──────── Data listing ────────
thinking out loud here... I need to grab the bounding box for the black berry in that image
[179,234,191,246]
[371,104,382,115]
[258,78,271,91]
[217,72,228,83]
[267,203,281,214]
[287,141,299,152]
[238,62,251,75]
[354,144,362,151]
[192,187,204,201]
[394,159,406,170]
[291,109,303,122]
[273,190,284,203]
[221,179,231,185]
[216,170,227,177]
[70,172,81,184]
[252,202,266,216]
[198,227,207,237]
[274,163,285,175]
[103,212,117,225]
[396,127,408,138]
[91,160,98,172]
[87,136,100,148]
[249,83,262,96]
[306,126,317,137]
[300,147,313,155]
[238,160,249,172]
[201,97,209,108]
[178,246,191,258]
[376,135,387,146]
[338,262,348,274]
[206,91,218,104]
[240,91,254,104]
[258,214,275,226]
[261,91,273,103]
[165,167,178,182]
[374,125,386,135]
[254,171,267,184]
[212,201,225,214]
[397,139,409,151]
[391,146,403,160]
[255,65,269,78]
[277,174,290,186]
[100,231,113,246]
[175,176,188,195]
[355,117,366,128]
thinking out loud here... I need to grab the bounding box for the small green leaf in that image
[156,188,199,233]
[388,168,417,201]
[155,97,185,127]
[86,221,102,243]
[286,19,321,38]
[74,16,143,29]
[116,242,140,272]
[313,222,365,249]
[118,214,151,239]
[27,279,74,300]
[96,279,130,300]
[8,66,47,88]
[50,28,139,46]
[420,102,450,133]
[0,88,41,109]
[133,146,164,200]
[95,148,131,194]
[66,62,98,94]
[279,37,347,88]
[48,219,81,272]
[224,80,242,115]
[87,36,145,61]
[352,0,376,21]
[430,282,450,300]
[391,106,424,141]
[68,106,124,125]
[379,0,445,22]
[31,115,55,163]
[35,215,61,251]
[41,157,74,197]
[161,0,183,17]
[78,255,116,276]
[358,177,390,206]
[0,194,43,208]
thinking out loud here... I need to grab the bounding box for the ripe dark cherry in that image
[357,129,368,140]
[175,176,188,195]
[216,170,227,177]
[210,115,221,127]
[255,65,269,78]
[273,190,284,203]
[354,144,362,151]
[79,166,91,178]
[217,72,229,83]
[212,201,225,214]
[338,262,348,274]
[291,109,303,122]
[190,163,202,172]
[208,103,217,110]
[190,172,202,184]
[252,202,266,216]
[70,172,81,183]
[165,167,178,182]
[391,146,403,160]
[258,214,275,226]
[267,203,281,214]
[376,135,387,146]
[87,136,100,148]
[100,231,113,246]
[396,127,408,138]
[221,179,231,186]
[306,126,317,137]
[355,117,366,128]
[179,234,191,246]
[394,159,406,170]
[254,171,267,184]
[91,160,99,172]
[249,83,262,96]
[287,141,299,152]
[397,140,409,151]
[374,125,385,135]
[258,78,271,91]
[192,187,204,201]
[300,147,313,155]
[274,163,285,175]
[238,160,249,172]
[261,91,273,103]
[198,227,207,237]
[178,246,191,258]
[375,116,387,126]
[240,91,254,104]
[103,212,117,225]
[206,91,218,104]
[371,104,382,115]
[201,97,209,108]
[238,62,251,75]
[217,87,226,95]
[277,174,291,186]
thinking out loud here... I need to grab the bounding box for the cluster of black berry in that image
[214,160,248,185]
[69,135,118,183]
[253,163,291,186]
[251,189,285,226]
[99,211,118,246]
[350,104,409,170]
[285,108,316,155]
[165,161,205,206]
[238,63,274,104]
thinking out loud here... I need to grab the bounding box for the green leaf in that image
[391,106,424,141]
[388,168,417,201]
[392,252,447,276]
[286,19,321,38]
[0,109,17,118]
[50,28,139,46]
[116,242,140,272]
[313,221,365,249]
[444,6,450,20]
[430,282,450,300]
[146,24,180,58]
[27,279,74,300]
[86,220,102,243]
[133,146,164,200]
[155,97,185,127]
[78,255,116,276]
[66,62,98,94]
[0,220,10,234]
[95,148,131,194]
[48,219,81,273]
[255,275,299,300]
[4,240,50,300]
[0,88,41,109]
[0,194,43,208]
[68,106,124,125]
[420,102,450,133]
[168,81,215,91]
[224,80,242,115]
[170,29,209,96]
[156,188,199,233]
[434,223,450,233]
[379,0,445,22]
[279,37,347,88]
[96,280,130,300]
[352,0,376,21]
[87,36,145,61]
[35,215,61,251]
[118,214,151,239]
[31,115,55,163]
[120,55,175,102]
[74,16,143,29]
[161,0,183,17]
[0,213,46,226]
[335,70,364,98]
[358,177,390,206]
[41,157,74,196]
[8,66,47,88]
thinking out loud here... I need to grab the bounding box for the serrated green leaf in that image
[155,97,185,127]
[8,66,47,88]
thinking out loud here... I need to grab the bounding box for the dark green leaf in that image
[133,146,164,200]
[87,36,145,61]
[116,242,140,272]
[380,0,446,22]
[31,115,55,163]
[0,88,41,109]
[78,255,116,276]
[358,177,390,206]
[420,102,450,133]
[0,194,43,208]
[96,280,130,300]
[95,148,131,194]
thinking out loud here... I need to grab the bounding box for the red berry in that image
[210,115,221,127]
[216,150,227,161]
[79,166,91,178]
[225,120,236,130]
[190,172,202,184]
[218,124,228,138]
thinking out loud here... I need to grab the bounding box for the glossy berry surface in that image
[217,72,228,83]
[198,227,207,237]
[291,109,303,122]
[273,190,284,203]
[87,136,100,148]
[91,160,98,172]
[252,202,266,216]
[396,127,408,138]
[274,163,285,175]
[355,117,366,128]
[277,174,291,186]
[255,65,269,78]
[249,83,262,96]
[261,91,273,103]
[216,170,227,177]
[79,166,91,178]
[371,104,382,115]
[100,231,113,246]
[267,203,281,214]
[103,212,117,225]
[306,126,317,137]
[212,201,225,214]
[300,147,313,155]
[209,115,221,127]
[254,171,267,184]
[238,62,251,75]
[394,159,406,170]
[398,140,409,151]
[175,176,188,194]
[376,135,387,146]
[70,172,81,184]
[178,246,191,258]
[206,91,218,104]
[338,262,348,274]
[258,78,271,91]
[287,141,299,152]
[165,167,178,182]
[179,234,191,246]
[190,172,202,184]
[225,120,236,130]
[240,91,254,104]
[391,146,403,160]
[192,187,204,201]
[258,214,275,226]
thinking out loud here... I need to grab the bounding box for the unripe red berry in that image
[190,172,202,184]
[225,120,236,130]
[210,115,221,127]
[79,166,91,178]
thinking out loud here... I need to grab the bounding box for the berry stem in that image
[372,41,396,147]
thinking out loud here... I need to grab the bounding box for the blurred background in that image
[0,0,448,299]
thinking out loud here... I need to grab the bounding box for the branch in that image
────────
What is expected> Repeat each of the entries above precisely as given.

Answer to this problem>
thinking out loud here... I need to grab the bounding box for the black berry in that image
[179,234,191,246]
[371,104,382,115]
[258,78,271,91]
[217,72,228,83]
[267,203,281,214]
[287,141,299,152]
[238,62,251,75]
[354,144,362,151]
[192,187,204,201]
[394,159,406,170]
[291,109,303,122]
[273,190,284,203]
[221,179,231,185]
[216,170,227,177]
[70,172,81,184]
[252,202,266,216]
[198,227,207,237]
[274,163,285,175]
[103,212,117,225]
[396,127,408,138]
[91,160,98,172]
[87,136,100,148]
[249,83,262,96]
[306,126,317,137]
[300,147,313,155]
[238,160,249,172]
[201,97,209,108]
[178,246,191,258]
[376,135,387,146]
[338,262,348,274]
[206,91,218,104]
[240,91,254,104]
[258,214,275,226]
[261,91,273,103]
[165,167,178,182]
[374,125,386,135]
[254,171,267,184]
[212,201,225,214]
[397,139,409,151]
[391,146,403,160]
[255,65,269,78]
[277,174,290,186]
[100,231,113,246]
[175,176,188,195]
[355,117,366,128]
thinking out loud here... I need to grab the bounding box for the small green leaf in that image
[156,188,199,233]
[388,168,417,201]
[155,97,185,127]
[86,221,102,243]
[286,19,321,38]
[74,16,143,29]
[116,242,140,272]
[313,222,365,249]
[118,214,151,239]
[27,279,74,300]
[96,279,130,300]
[8,66,47,88]
[50,28,139,46]
[420,102,450,133]
[0,88,41,109]
[133,146,164,200]
[95,148,131,194]
[66,62,98,94]
[279,37,347,88]
[48,219,81,272]
[224,80,242,115]
[87,36,145,61]
[352,0,376,21]
[430,282,450,300]
[391,106,424,141]
[68,106,124,125]
[379,0,445,22]
[31,115,55,163]
[35,215,61,251]
[41,157,74,197]
[161,0,183,17]
[78,255,116,276]
[358,177,390,206]
[0,194,43,208]
thinking out loud here... I need to grab the bounding box for the ripe dark cherry in that image
[357,129,368,140]
[175,176,188,195]
[216,170,227,177]
[210,115,221,127]
[255,65,269,78]
[273,190,284,203]
[354,144,362,151]
[79,166,91,178]
[217,72,229,83]
[212,201,225,214]
[338,262,348,274]
[291,109,303,122]
[190,163,202,172]
[208,103,217,110]
[190,172,202,184]
[252,202,266,216]
[70,172,81,183]
[165,167,178,182]
[391,146,403,160]
[258,214,275,226]
[267,203,281,214]
[376,135,387,146]
[87,136,100,148]
[100,231,113,246]
[396,127,408,138]
[221,179,231,186]
[306,126,317,137]
[355,117,366,128]
[179,234,191,246]
[394,159,406,170]
[254,171,267,184]
[91,160,99,172]
[249,83,262,96]
[287,141,299,152]
[397,140,409,151]
[374,125,385,135]
[258,78,271,91]
[192,187,204,201]
[300,147,313,155]
[274,163,285,175]
[238,160,249,172]
[261,91,273,103]
[198,227,207,237]
[178,246,191,258]
[375,116,387,126]
[240,91,254,104]
[103,212,117,225]
[206,91,218,104]
[371,104,382,115]
[201,97,209,108]
[238,62,251,75]
[217,87,226,95]
[277,174,291,186]
thinking out loud here... I need to grab the bounding box for the cluster of black berry in that image
[214,160,248,185]
[69,135,118,183]
[253,163,291,186]
[251,189,285,226]
[99,211,118,246]
[350,104,409,170]
[285,108,316,155]
[165,161,205,206]
[238,63,274,104]
thinking out loud here... I need to grab the bounding box for the green leaf in that image
[391,106,424,141]
[388,168,417,201]
[392,252,447,276]
[286,19,321,38]
[0,109,17,118]
[50,28,139,46]
[116,242,140,272]
[313,221,365,249]
[444,6,450,20]
[430,282,450,300]
[146,24,180,58]
[27,279,74,300]
[86,220,102,243]
[133,146,164,200]
[155,97,185,127]
[78,255,116,276]
[66,62,98,94]
[0,220,10,234]
[95,148,131,194]
[48,219,81,273]
[255,275,299,300]
[4,240,50,300]
[0,88,41,109]
[0,194,43,208]
[68,106,124,125]
[420,102,450,133]
[168,81,215,91]
[224,80,242,115]
[170,29,209,96]
[156,188,199,233]
[434,223,450,233]
[379,0,445,22]
[279,37,347,88]
[96,280,130,300]
[352,0,376,21]
[87,36,145,61]
[35,215,61,251]
[118,214,151,239]
[31,115,55,163]
[120,55,175,102]
[74,16,143,29]
[161,0,183,17]
[0,213,46,226]
[335,70,364,98]
[358,177,390,206]
[41,157,74,196]
[8,66,47,88]
thinking out loud here... I need to grab the bounding box for the serrated green leaf in that image
[155,97,185,127]
[8,66,47,88]
thinking out loud here... I need to grab the bounding box for the dark green leaf in that image
[133,146,164,200]
[87,36,145,61]
[116,242,140,272]
[380,0,446,22]
[31,115,55,163]
[0,88,41,109]
[78,255,116,276]
[358,177,390,206]
[420,102,450,133]
[0,194,43,208]
[96,280,130,300]
[95,148,131,194]
thinking out loud here... I need to grab the bounding box for the red berry in that image
[210,115,221,127]
[216,150,227,161]
[79,166,91,178]
[225,120,236,130]
[190,172,202,184]
[218,124,228,138]
thinking out loud here... I need to grab the bounding box for the glossy berry surface in that image
[217,72,228,83]
[198,227,207,237]
[291,109,303,122]
[273,190,284,203]
[87,136,100,148]
[91,160,98,172]
[252,202,266,216]
[396,127,408,138]
[274,163,285,175]
[355,117,366,128]
[277,174,291,186]
[255,65,269,78]
[249,83,262,96]
[261,91,273,103]
[216,170,227,177]
[79,166,91,178]
[371,104,382,115]
[100,231,113,246]
[267,203,281,214]
[103,212,117,225]
[306,126,317,137]
[212,201,225,214]
[300,147,313,155]
[209,115,221,127]
[254,171,267,184]
[238,62,251,75]
[394,159,406,170]
[398,140,409,151]
[175,176,188,194]
[376,135,387,146]
[70,172,81,184]
[178,246,191,258]
[206,91,218,104]
[338,262,348,274]
[258,78,271,91]
[287,141,299,152]
[165,167,178,182]
[179,234,191,246]
[190,172,202,184]
[225,120,236,130]
[240,91,254,104]
[391,146,403,160]
[192,187,204,201]
[258,214,275,226]
thinking out loud here... I need to grab the bounding box for the unripe red berry in that image
[190,172,202,184]
[225,120,236,130]
[210,115,221,127]
[79,166,91,178]
thinking out loud here... I need to grab the bounding box for the berry stem in that image
[372,41,396,147]
thinking out loud here... I need to grab the bounding box for the blurred background in that image
[0,0,448,299]
thinking out loud here... I need to grab the bounding box for the branch in that image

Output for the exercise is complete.